[EXCERPTED RECORDS]:
•••••

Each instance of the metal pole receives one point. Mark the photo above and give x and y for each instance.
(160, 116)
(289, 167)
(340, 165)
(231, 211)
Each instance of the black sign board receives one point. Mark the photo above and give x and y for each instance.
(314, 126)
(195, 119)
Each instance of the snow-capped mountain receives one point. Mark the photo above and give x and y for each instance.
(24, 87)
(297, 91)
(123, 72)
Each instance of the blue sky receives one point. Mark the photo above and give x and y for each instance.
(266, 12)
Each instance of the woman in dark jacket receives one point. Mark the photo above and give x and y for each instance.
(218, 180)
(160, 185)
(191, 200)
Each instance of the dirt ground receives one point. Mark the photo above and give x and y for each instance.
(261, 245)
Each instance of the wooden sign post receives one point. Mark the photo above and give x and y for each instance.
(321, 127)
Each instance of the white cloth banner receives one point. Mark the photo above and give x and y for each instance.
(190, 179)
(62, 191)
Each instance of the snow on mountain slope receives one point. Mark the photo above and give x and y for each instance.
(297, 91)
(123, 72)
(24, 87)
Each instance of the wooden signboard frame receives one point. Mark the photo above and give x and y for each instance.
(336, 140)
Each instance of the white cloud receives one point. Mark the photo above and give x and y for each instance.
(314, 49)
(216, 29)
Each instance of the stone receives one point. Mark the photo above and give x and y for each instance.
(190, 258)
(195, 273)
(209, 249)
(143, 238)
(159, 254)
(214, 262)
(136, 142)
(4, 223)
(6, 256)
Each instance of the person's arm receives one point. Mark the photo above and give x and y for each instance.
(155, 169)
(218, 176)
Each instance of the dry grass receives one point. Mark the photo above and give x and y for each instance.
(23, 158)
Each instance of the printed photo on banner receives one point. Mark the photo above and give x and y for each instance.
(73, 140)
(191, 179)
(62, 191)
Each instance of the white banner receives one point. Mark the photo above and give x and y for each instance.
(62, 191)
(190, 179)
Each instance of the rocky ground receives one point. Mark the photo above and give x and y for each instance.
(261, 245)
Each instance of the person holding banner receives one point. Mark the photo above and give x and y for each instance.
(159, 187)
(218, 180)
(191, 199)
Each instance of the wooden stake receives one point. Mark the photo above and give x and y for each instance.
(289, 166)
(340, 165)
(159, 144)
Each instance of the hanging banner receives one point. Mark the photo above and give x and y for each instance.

•••••

[STATED GOAL]:
The lines above should be duplicated exactly.

[WRITTEN RESPONSE]:
Each instance of the metal pole receives one point. Mark the photo above and give x and y for each instance.
(160, 116)
(289, 167)
(340, 165)
(231, 211)
Each instance of the black sign board receives one point. Mark the photo above and give x and y for each instance.
(314, 126)
(195, 119)
Each instance of the snow-capped mountain receives one point. Mark the photo above and give x and y for each instance.
(24, 87)
(297, 91)
(123, 72)
Each instance of the blue sky receives one point. Mark the photo above and give x and y for each instance.
(266, 12)
Each instance of the woman in dark jacket receives one point. Mark the photo above and give x and y for each instance.
(218, 180)
(160, 185)
(191, 200)
Each instance of the dirt ground receives one point. Mark the photo above and give x and y for each instance.
(261, 245)
Each instance of the wooden sign post receives one point. Mark the photo above and give x and y for each instance.
(321, 127)
Each instance of the white cloth banner receives one point. Mark the photo above and give x and y for each instance.
(190, 179)
(62, 191)
Each instance of the snow on mountain slope receives one point. Mark the photo above and give x and y for each instance.
(297, 91)
(123, 72)
(24, 87)
Each instance of the wooden signboard frame receives one point. Mark the photo above and give x and y for each instance.
(336, 140)
Each instance of the white cloud receives one point. Mark the photo above and give x and y for each instance.
(314, 49)
(216, 29)
Each instance of the stone receives one point. Mark the photo above and give x and y for each instance.
(190, 258)
(195, 273)
(209, 249)
(143, 238)
(159, 254)
(214, 262)
(136, 142)
(4, 223)
(6, 256)
Each instance of the person's arm receives one point. Mark the photo above and give x and y for each instance.
(155, 169)
(218, 176)
Each instance of the dry grass receives one point. Mark the photo above and give x and y for each instance.
(23, 158)
Each instance of the printed photo on banner receives one point. Mark the photo above and give x and y for each instance.
(73, 140)
(191, 179)
(62, 191)
Each instance of the white banner receives one point. Mark the photo above and give x and y for each instance.
(62, 191)
(190, 179)
Each instance of the rocky ground receives one point. Mark the photo above and give x and y for each instance.
(261, 245)
Each instance of the person holding banner receives one point. Mark the photo above and give x and y for each instance.
(159, 187)
(218, 180)
(191, 199)
Each instance of the wooden stake receives one point. Mark the photo above and give x and y for each instance.
(289, 166)
(340, 165)
(159, 144)
Each instance of the hanging banner receives one point. Mark the photo above and give x and y for each instance.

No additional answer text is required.